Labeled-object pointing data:
● ● ● ●

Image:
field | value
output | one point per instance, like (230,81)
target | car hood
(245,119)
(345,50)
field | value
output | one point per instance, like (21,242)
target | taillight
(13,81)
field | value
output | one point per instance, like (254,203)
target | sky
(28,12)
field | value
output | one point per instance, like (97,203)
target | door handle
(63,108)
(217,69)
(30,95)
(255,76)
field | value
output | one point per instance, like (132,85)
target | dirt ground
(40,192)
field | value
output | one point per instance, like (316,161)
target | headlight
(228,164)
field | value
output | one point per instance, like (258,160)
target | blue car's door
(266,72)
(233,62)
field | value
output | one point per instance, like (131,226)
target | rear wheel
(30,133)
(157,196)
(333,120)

● ● ● ●

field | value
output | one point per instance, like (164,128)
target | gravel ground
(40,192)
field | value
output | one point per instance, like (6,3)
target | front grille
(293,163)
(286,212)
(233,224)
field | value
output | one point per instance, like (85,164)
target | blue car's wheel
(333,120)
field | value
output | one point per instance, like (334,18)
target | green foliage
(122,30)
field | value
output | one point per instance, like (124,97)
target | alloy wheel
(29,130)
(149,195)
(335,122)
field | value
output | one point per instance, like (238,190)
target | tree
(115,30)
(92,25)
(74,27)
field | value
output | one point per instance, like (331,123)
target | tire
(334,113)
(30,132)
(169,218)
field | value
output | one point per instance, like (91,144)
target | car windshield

● ● ● ●

SHORT TASK –
Count the lines in the data that contain the string "blue", treating uppercase and lowercase as different, and give only the number.

THE OUTPUT –
2